» ACTIVITY
Which lines below contain "fairing"? Copy every one of them.
==== MATERIAL SHOWN ====
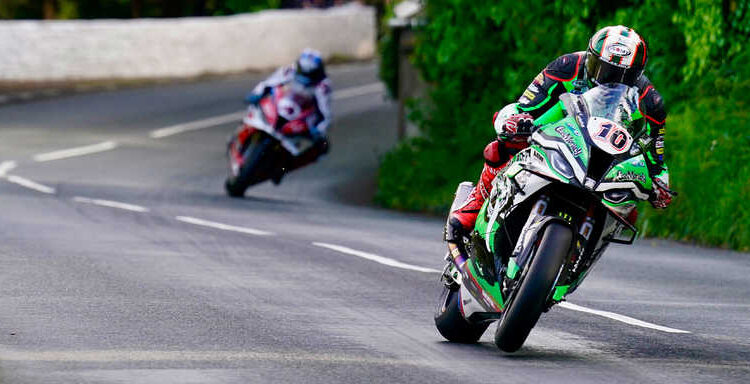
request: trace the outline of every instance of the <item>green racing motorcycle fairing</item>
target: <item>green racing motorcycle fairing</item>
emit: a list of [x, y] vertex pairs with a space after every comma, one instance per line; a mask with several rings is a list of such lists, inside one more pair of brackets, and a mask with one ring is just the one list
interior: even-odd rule
[[[466, 244], [466, 263], [455, 266], [464, 317], [502, 317], [539, 242], [532, 232], [549, 222], [569, 226], [575, 236], [547, 308], [578, 287], [609, 243], [632, 243], [636, 229], [625, 218], [652, 191], [643, 132], [632, 125], [640, 114], [634, 95], [623, 85], [564, 94], [535, 121], [530, 146], [493, 181]], [[532, 214], [542, 206], [549, 209]]]

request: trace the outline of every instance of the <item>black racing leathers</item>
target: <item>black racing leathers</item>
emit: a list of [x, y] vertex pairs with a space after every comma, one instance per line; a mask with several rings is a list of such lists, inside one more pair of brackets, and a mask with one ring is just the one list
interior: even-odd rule
[[[495, 130], [502, 133], [505, 119], [516, 113], [529, 113], [535, 119], [552, 108], [565, 92], [584, 92], [593, 84], [586, 77], [586, 52], [569, 53], [558, 57], [539, 73], [523, 92], [517, 103], [503, 108], [495, 118]], [[659, 92], [644, 75], [638, 78], [639, 111], [634, 124], [645, 124], [646, 158], [651, 177], [668, 180], [664, 165], [664, 123], [667, 117]]]

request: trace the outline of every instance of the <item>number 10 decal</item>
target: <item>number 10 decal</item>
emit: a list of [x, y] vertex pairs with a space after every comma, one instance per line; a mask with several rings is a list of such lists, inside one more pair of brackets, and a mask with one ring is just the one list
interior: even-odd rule
[[588, 131], [596, 145], [612, 155], [627, 151], [633, 142], [633, 138], [622, 126], [601, 117], [589, 120]]

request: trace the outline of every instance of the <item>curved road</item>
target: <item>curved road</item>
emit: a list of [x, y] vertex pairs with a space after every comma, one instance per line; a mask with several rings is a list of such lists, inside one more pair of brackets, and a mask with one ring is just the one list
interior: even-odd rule
[[671, 242], [611, 249], [516, 354], [445, 342], [442, 220], [367, 204], [395, 107], [331, 72], [330, 156], [245, 199], [223, 148], [260, 76], [0, 107], [0, 380], [750, 381], [750, 255]]

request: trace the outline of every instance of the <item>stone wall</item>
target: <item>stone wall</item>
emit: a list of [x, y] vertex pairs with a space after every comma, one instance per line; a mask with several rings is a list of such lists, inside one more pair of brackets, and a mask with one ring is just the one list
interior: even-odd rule
[[185, 78], [291, 63], [306, 48], [368, 59], [375, 10], [272, 10], [182, 19], [2, 21], [0, 82]]

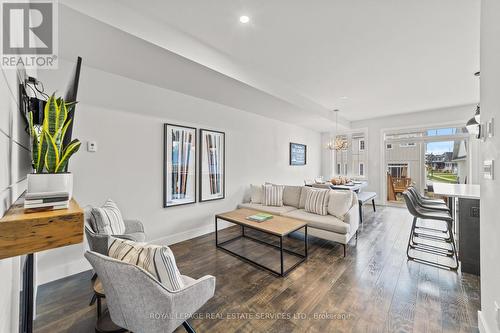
====
» ANSWER SECTION
request: trace the outline of every instance of the <item>green racing motorcycle fairing</item>
target: <item>green racing motorcycle fairing</item>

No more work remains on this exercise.